#### Text:
Ich bin dann mal weg
© Warner Bros

Ich bin dann mal weg

(„Ich bin dann mal weg“ directed by Julia von Heinz, 2015)

Ich bin dann mal weg
„Ich bin dann mal weg“ läuft ab 24. Dezember im Kino

Als der Entertainer Hape Kerkeling (Devid Striesow) eines Tages auf der Bühne zusammenbricht, ist die Diagnose klar: Überarbeitung. Er solle sich schonen, rät ihm der Arzt, einfach mal nichts tun. Was so mancher sicher dankend annehmen würde, ist für Kerkeling eine Zumutung. Womit sich nur die Zeit vertreiben? Bis er auf die Idee kommt, den Jakobsweg entlangzupilgern. Und so macht er sich, auch gegen den Rat seines Umfeldes, auf die Reise, lernt dabei andere Pilger wie die schweigsame Stella (Martina Gedeck) und die kratzbürstige Journalistin Lena (Karoline Schuch) kennen. Und am Ende auch sich selbst.

#### Daten:

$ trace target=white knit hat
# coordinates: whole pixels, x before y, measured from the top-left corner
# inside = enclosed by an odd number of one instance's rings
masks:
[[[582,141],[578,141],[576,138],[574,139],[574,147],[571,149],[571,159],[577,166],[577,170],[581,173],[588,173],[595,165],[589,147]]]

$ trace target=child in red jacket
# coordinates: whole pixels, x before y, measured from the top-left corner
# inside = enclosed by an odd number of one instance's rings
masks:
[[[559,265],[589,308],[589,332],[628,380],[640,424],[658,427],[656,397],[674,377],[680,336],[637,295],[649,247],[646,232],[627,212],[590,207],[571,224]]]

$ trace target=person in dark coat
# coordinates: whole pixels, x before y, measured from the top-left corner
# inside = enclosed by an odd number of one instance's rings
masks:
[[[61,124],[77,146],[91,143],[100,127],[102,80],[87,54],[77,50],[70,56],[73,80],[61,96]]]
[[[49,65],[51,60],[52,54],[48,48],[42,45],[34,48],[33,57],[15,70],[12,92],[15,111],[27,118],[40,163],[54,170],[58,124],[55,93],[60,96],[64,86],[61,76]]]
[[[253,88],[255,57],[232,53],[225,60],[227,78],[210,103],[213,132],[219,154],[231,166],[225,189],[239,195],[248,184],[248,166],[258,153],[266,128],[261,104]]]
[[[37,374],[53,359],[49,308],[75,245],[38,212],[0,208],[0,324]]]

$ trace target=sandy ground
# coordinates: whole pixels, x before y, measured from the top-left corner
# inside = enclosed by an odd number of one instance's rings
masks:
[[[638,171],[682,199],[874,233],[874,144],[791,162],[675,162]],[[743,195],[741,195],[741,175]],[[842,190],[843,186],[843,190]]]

...

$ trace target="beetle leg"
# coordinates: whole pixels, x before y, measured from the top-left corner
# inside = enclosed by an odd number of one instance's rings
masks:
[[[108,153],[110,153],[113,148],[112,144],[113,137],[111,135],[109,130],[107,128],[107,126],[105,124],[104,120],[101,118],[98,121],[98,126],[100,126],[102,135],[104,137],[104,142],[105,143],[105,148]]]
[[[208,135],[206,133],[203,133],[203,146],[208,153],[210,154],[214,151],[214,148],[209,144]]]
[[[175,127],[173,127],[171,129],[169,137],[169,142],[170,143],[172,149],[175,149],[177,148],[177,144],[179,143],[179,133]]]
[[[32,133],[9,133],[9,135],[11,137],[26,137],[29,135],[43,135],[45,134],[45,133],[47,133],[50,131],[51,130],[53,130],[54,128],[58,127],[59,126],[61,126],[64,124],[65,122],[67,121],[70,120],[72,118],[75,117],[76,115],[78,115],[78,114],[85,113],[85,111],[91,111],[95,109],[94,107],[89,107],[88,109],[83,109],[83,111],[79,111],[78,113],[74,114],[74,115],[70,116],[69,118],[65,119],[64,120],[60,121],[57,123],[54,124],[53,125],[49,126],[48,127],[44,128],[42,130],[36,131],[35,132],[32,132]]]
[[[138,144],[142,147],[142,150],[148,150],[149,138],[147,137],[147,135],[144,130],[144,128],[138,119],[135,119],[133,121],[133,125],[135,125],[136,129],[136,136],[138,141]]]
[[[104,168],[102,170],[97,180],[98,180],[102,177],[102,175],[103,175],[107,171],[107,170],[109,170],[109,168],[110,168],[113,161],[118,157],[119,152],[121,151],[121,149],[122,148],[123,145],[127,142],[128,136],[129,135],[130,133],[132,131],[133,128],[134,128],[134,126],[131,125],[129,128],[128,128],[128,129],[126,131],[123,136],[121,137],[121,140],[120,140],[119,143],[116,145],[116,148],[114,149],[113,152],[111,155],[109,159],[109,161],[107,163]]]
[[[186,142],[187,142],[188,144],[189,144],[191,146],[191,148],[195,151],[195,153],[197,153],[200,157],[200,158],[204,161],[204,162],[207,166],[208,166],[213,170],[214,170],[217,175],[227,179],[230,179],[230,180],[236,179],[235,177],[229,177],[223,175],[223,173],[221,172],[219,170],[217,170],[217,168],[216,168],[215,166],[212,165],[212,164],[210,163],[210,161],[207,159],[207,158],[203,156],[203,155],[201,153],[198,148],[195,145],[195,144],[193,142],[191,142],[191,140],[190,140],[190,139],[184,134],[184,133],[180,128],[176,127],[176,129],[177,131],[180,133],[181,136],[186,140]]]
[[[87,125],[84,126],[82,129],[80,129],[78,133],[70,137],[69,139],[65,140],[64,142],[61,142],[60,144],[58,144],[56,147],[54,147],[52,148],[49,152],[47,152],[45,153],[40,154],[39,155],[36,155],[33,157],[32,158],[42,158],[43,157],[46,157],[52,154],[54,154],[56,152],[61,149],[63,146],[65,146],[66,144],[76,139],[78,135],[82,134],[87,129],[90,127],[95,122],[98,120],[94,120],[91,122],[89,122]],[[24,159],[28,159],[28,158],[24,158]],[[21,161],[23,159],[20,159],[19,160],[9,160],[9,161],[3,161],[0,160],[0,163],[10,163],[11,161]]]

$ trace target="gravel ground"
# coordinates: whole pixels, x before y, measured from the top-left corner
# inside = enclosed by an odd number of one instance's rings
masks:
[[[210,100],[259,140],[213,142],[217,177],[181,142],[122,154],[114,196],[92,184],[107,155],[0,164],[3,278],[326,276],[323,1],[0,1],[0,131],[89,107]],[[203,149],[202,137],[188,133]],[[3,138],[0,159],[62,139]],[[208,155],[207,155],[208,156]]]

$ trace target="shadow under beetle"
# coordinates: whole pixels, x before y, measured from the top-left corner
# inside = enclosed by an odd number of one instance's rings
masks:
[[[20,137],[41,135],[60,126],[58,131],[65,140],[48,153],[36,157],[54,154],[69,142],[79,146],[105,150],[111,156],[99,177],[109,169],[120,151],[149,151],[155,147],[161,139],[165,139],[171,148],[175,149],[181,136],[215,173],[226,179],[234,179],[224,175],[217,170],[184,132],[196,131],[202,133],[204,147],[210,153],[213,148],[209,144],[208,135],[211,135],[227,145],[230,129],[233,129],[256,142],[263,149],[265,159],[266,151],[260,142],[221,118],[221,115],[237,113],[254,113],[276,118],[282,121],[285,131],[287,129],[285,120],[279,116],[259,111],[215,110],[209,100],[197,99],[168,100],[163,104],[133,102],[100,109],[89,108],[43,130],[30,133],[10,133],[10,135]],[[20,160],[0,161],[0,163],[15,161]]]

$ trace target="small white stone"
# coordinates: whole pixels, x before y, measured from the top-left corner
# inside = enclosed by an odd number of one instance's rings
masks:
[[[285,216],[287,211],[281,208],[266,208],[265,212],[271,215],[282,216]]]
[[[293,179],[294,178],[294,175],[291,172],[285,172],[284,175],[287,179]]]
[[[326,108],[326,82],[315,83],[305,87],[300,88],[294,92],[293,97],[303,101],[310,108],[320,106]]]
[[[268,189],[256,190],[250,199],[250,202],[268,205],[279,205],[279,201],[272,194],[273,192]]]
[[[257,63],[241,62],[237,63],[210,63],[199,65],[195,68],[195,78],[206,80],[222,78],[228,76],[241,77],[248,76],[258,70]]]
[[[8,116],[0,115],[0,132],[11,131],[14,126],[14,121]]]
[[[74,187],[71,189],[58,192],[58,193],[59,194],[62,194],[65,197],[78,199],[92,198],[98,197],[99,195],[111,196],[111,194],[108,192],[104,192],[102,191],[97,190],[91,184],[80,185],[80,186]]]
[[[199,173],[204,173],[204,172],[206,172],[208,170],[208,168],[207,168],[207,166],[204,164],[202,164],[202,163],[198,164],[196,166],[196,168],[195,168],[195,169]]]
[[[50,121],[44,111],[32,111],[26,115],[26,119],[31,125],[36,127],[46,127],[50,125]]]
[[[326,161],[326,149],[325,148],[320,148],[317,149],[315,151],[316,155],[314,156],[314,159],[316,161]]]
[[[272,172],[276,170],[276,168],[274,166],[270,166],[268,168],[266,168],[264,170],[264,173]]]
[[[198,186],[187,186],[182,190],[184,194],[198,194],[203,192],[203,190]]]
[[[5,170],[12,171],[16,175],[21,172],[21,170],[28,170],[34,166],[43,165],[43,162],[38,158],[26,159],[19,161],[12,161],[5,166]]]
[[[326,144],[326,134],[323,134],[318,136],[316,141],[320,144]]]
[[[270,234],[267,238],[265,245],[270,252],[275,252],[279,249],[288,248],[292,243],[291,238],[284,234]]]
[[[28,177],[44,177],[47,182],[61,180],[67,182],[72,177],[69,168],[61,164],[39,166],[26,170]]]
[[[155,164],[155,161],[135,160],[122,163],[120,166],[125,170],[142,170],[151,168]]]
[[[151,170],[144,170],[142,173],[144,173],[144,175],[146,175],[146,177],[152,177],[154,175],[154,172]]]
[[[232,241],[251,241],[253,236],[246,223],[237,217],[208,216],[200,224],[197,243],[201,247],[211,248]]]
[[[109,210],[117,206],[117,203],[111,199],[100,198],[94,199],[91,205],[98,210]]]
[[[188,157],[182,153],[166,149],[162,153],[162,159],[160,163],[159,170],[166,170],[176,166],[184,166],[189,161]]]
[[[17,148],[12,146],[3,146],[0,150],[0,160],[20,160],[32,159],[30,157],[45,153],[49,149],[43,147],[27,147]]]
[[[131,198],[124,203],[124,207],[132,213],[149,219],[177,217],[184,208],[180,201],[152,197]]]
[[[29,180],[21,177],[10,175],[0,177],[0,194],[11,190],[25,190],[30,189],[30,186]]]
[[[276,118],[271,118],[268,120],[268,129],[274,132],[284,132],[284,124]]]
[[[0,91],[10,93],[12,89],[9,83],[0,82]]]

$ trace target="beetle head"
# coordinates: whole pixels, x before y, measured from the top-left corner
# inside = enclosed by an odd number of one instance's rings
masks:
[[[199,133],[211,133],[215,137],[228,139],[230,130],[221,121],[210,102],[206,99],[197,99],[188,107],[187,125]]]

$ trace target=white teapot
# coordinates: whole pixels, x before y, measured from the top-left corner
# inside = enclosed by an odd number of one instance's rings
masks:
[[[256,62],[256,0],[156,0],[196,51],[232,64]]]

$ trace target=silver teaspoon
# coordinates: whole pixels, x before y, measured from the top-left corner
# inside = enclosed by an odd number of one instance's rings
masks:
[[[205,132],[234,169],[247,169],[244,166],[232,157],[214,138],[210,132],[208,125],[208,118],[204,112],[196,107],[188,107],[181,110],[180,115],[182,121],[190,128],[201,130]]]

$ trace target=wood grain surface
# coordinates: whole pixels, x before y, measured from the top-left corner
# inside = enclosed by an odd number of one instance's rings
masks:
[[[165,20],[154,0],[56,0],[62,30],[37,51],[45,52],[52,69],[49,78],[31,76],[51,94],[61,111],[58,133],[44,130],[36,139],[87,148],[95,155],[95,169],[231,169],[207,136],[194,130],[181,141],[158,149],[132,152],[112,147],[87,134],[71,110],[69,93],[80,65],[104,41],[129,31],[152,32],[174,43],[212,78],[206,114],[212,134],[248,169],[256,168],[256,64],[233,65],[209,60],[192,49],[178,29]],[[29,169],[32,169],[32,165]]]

#### Fragen zum Text:
- 1) Schreib den Text zum Film von „(„Ich bin dann“ bis einschließlich „auch sich selbst.“ noch einmal ab und ersetze dabei „Jakobsweg“ durch „Pilgerweg“.
- 2) Stimmen diese Aussagen mit dem Text zum Film überein? Antworte jeweils mit Ja oder Nein und zitiere die Worte aus dem Text, auf die es ankommt.
(a) Der Film läuft ab dem 24. Dezember im Kino.
(b) Der Arzt rät Kerkeling, mehr zu arbeiten.
(c) Lena arbeitet als Journalistin.
- 3) Schreib den Text zum Film „Ich bin dann mal weg“ nach seinem letzten Satz weiter.
Die Daten brauchst du hier nicht.

#### Lösungen:
- 1)
(„Ich bin dann mal weg“ directed by Julia von Heinz, 2015)

Ich bin dann mal weg
„Ich bin dann mal weg“ läuft ab 24. Dezember im Kino

Als der Entertainer Hape Kerkeling (Devid Striesow) eines Tages auf der Bühne zusammenbricht, ist die Diagnose klar: Überarbeitung. Er solle sich schonen, rät ihm der Arzt, einfach mal nichts tun. Was so mancher sicher dankend annehmen würde, ist für Kerkeling eine Zumutung. Womit sich nur die Zeit vertreiben? Bis er auf die Idee kommt, den Pilgerweg entlangzupilgern. Und so macht er sich, auch gegen den Rat seines Umfeldes, auf die Reise, lernt dabei andere Pilger wie die schweigsame Stella (Martina Gedeck) und die kratzbürstige Journalistin Lena (Karoline Schuch) kennen. Und am Ende auch sich selbst.

- 2)
(a) Ja: „läuft ab 24. Dezember im Kino“
(b) Nein: „Er solle sich schonen, rät ihm der Arzt, einfach mal nichts tun.“
(c) Ja: „die kratzbürstige Journalistin Lena (Karoline Schuch)“

- 3)
Wenn sich ein Buch monatelang auf den Bestsellerlisten tummelt, ist die Frage nach einer etwaigen Verfilmung weniger mit meinem „ob“, sondern vielmehr mit einem „wann“ verbunden. Dass es nach der Veröffentlichung von Hape Kerkelings „Ich bin dann mal weg“ ganze neun Jahre dauerte, bis ein Pendant für die Leinwand geschaffen wurde, erstaunt dann auch ein wenig, lässt sich aber mit der Natur des Buches erklären. Wie eine Geschichte verfilmen, die eigentlich keine ist, sondern vielmehr eine fortlaufende Aneinanderreihung von Gedanken und Erinnerungen?

Regisseurin Julia von Heinz und ihr Autorenteam begegneten dieser Aufgabe, indem sie die literarische Vorlage umstrukturierten und auch vereinfachten. Begann das Buch direkt mit dem Weg, wird hier noch eine längere Vorgeschichte mit auf den Weg gegeben, um so für den Nichtkenner den Einstieg zu erleichtern. Ob das nötig gewesen wäre, darüber lässt sich streiten, es schadet aber auch nicht weiter. Schlimmer sind da die ständigen Flashbacks an seine Kindheit und die Erinnerungen an seine gläubige Großmutter. Die Szenen werden zwar von der gewohnt schrulligen Katharina Thalbach witzig gespielten, stehen aber kaum in einem Zusammenhang mit dem Pilgerweg, sollen vermutlich für Auflockerung auf der handlungsarmen Reise sorgen, führen aber vielmehr dazu, ständig aus dem Fluss gerissen zu werden.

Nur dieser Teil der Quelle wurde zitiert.